PASAJE EXTRAÍDO →
La historia aparece entonces como una teología disfrazada, una visión heredada del cristianismo medieval, la mira siempre puesta en el juicio final y como tal negada al intento de toda plantación nueva, con un terror insólito por lo desconocido porque en el fondo carece de esperanza, negada a la vida, solo se guía por una vocación de sepulturera,  de cierre, de clausura.  A esa  humanidad envejecida por el peso de su sentido histórico sólo   le queda una tarea de viejos: mirar hacia atrás, entretenerse en la contemplación pasiva y sumisa de los hechos pasados, ya es tarde para toda  creación nueva, sólo resta glorificar los hechos. Aparece un nuevo tipo de idolatría, la idolatría del poder como poder en sí, es el poder del acontecimiento que en tanto  considerado como la consumación de la idea impone su lógica y obliga a la aprobación mecánica y ciega de todo acontecer. Es la actitud del hombre de ciencia que lo comprende todo pero por lo mismo no ama nada ni se enoja por nada, ha perdido la facultad de asombro y de indignación, la lógica de los hechos, la ideología del éxito le hace tener una mirada comprensiva hasta para con la injusticia y así se convierte en abogado del diablo y la historia deviene una especie de compendio de la inmoralidad efectiva, la inmoralidad sancionada por los hechos consumados.  Y sin embargo dice Nietzsche  el hecho, ese ídolo de los doctos,  es siempre estúpido, se parece más a una vaca que a un dios y el hombre sólo es virtuoso cuando se revela al ciego poder del “así es” de los hechos a favor del “así debe ser” de la moral. (UB II. 8)

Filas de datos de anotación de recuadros
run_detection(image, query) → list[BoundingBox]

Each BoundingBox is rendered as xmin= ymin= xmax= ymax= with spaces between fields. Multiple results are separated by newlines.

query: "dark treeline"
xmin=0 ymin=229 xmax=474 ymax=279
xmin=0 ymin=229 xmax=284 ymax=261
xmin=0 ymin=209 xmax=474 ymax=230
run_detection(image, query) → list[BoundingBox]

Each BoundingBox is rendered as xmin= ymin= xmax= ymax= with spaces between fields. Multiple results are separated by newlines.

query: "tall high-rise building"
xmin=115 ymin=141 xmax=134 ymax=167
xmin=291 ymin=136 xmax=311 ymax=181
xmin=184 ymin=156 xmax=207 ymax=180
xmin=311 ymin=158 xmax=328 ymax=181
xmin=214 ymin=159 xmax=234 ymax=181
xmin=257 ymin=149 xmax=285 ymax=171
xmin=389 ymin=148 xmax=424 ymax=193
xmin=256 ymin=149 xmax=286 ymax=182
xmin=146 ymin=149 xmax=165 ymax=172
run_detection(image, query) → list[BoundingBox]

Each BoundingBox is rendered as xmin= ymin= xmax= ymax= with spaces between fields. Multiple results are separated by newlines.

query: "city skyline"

REQUISITOS → Por favor, prolonga el pasaje sobre la crítica de Nietzsche al sentido histórico a partir del punto en que termina.

RESULTADO →
Este peligroso sentido histórico de tono hegeliano comete también el error de transformar la historia de los hombres en historia natural, el hombre no sería más que la continuación mejorada y avanzada de la historia de los animales y las plantas, es más,  anida en sí la convicción de que su saber corona el proceso universal y le susurra a la naturaleza que en su entorno se despliega, “nosotros somos el final, la culminación, tu más alta realización“. Sin embargo nada más engañoso que esa presunción pues basta con mirar la distancia infinita entre la vastedad de su instrucción y la mezquindad de su poder. 

 

Ante este desencanto de la historia natural y el narcótico del devenir, Nietzsche opondrá una profesión de fe, por el momento no importa que es o que llegará a ser la Humanidad o para qué sirve el mundo;  pero al individuo le dirá: es preciso imponerse una gran misión no importa que tras ella se perezca pues “No hay mejor fin en la vida que estrellarse contra el muro de lo sublime y de lo imposible”.  (UB II.7) Lo sublime y  lo imposible liga con la vida que nunca se acomoda con la idea de devenir, ese poco  a poco, ese  desarrollo procesual de siempre la misma cosa. Y sin embargo Nietzsche no rechaza por falsas esas doctrinas del devenir, de la sucesión ininterrumpida de todos los tipos, de todas las especies, de todas las concepciones, de la no diferencia  entre el animal y el hombre, él sabe que son verdaderas sólo que también son mortales y no tanto importa la verdad como aquello que abone la tierra para que algo florezca. Por tanto no instruir  al pueblo  con estas ponzoñas pues de lo contrario pronto no tendremos pueblo sino una masa amorfa, una vida disecada convertida “en un sistema de mezquindades y egoísmos individuales, una agrupación  para la explotación de los que no pertenecen a la agrupación, en suma  todas esas formaciones al servicio de un  utilitarismo vulgar”.(UB II.9)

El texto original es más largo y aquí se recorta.